■ **Problem requirements**:
Each line from the one containing "box: [158, 215, 314, 231]" through the end of the entries below must be output exactly; no other line belongs.

Items from a dataset:
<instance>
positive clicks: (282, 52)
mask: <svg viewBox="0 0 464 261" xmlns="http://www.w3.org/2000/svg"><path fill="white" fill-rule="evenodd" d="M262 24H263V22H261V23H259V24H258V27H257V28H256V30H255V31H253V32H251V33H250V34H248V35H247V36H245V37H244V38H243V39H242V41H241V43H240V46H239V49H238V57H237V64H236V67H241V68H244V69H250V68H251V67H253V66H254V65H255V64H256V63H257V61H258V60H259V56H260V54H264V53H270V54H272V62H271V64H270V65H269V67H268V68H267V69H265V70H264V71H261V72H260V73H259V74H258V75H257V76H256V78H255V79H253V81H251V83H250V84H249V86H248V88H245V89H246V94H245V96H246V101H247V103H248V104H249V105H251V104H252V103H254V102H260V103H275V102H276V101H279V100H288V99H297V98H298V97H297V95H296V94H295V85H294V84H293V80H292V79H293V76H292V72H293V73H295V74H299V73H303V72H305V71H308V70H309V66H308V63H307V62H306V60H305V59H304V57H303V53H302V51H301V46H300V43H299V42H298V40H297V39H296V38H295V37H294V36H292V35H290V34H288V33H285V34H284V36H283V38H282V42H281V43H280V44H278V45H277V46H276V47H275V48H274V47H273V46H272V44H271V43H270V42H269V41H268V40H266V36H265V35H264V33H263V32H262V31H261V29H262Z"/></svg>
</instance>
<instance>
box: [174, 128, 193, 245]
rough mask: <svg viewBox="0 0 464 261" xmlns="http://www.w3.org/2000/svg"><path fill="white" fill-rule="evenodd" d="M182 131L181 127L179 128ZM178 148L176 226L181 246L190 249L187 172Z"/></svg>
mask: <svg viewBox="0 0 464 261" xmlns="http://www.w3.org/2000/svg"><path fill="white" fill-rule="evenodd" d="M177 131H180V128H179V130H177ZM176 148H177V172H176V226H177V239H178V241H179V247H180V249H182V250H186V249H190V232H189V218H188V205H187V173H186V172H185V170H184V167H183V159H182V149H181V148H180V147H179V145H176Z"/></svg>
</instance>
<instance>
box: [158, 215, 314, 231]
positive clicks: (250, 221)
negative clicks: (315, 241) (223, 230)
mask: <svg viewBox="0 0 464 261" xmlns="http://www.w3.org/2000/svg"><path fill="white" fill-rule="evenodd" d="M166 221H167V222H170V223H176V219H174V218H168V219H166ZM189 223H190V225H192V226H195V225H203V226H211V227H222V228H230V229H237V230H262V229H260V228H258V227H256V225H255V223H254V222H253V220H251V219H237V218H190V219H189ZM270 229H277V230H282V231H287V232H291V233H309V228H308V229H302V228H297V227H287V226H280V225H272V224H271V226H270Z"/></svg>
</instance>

■ **Answer space**:
box: [158, 215, 314, 231]
positive clicks: (250, 221)
negative clicks: (315, 241) (223, 230)
mask: <svg viewBox="0 0 464 261" xmlns="http://www.w3.org/2000/svg"><path fill="white" fill-rule="evenodd" d="M166 221H167V222H170V223H176V219H174V218H168V219H166ZM189 223H190V225H192V226H195V225H203V226H211V227H222V228H230V229H237V230H262V229H260V228H258V227H256V225H255V223H254V222H253V220H251V219H237V218H190V219H189ZM270 229H277V230H282V231H287V232H291V233H309V228H308V229H302V228H297V227H287V226H280V225H272V224H271V226H270Z"/></svg>
</instance>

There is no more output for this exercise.